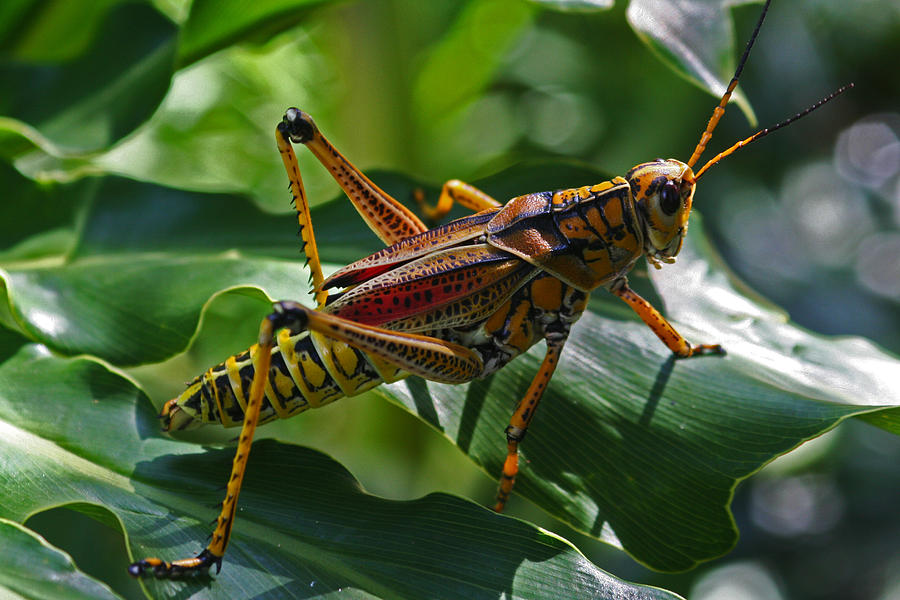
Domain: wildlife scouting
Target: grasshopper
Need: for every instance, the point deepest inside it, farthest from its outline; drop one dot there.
(449, 304)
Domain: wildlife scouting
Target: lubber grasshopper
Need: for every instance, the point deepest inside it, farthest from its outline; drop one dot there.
(449, 304)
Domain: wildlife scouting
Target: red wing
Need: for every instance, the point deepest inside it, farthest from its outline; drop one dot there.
(433, 281)
(417, 246)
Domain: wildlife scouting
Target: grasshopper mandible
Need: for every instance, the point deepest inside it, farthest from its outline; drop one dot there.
(449, 304)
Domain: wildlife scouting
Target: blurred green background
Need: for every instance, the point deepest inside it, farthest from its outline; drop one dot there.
(809, 217)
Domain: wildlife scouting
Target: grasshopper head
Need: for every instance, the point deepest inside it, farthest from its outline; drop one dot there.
(663, 191)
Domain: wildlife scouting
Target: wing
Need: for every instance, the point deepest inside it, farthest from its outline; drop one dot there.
(452, 234)
(444, 288)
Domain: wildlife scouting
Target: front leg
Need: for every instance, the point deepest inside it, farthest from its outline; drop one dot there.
(673, 340)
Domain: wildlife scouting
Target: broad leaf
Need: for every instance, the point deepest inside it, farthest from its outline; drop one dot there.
(696, 38)
(32, 568)
(76, 433)
(630, 445)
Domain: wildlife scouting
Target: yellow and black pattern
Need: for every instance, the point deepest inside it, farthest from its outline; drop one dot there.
(307, 370)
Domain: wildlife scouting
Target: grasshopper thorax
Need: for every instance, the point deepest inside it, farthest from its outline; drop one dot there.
(663, 191)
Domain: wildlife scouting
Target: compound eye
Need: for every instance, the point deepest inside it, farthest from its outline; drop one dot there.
(670, 198)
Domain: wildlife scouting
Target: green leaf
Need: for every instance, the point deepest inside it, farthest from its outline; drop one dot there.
(631, 446)
(101, 93)
(216, 24)
(696, 38)
(315, 533)
(32, 568)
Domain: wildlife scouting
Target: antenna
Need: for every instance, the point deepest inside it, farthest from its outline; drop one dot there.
(720, 109)
(768, 130)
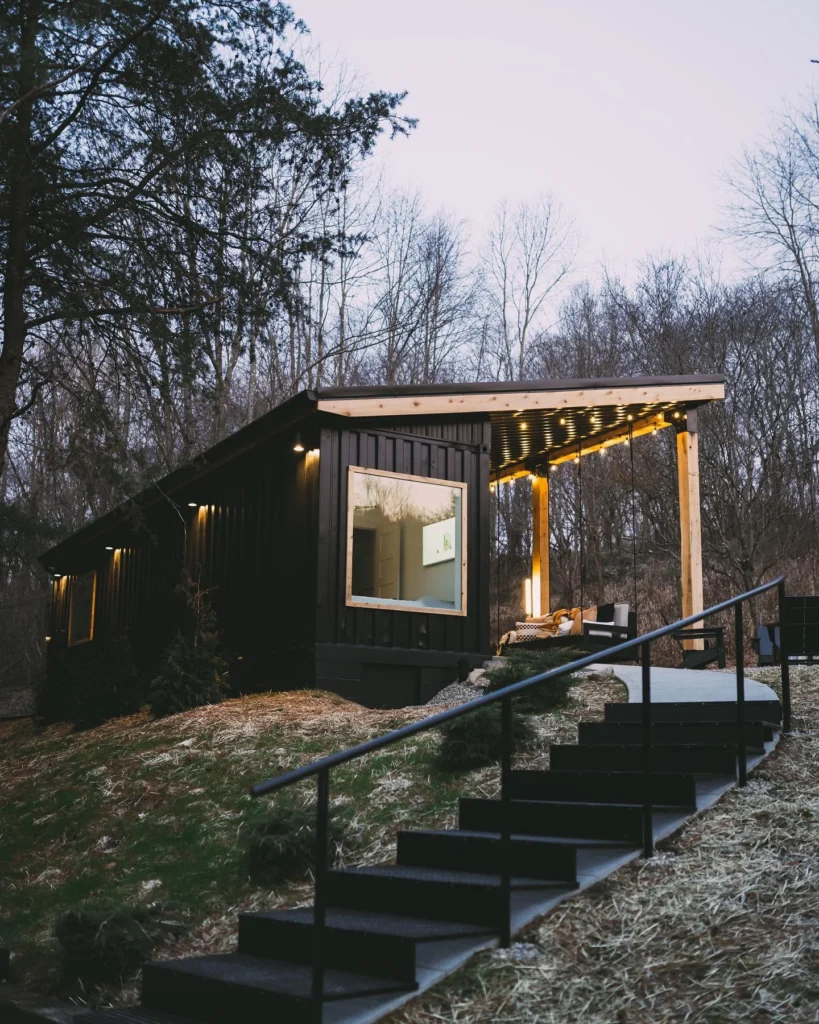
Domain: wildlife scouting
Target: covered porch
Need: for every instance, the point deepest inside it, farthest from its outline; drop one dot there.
(586, 419)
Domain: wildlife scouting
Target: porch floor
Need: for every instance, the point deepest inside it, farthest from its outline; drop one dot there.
(683, 685)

BRIEF
Any pictures should be dropped; transcribe the rest of the records above exactly.

RESULT FOR THIS EXERCISE
Domain: wildlife scouting
Target: grasshopper
Need: for every instance, the point deepest inside it, farthest from its outline; drop one dot there.
(449, 304)
Domain: wildlife scouting
Target: lubber grasshopper
Need: for every instance, the point deepest inside it, farthest from its outline; drop one dot there.
(449, 304)
Domain: wildlife scouting
Target: red wing
Need: for every instance, the point deepest inside it, farthest from its outline; drop one dot there.
(433, 281)
(417, 246)
Domain: wildlife scouting
Target: grasshopper mandible
Need: for every instance, the point deepest inside it, farthest from its outline; drop one dot there.
(449, 304)
Domain: wildlife scouting
Target: blurred green background
Need: for every instance, the point deepest inside it, farthest from its outline; drop one dot there.
(809, 217)
Domain: wildlife scouting
Target: grasshopper head
Need: for every instance, the point deepest inside it, farthest from its outline; drop one dot there.
(663, 191)
Domain: wildlife scouting
Target: wing
Need: for every instance, the point deepest inside it, farthest from its outline; drop one dot there.
(452, 234)
(444, 288)
Domain: wildlife scouting
Target: front leg
Need: for every instance, the point deepest inside it, farthest from its outline; drop one dot there.
(673, 340)
Domain: wildlife scouting
Target: broad leaf
Need: for every instance, the point deepest inside it, farthest from its outline; drop one dot there.
(696, 38)
(32, 568)
(76, 433)
(630, 445)
Domain: wildlife scouting
Target: yellow and black pattern
Need: for every instance, the point deepest inside it, farthest from its outline; drop one dot there.
(307, 370)
Domain: wildlife scouting
Target: grasshopper thorax
Need: for every instance, the point deepest inside it, farthest from its outline; drop one dot there.
(663, 191)
Domain: wildlife scouting
Target: compound eye
Need: for every instance, the point deepest inside it, farthest from its outline; drop one dot there.
(670, 198)
Domain: wildlife scouting
Target: green leaf
Need: for every instance, the point deepest inside it, farthest from its outline; drop one dot there.
(631, 446)
(101, 93)
(216, 24)
(696, 38)
(315, 533)
(32, 568)
Domain: wildlife scouting
Target: antenna
Need: for every instance, the point deepest inside it, farthest from its outline; drop one dot there.
(720, 109)
(768, 130)
Domain: wildlife scouting
Target: covered porch
Need: for every instance, the point deepest inside it, farthest from its outline; drop one dot there.
(586, 419)
Domain: wildlife scouting
Target: porch floor
Need: for every instance, the point deepest inside it, farthest from its outline; drop one dot there.
(683, 685)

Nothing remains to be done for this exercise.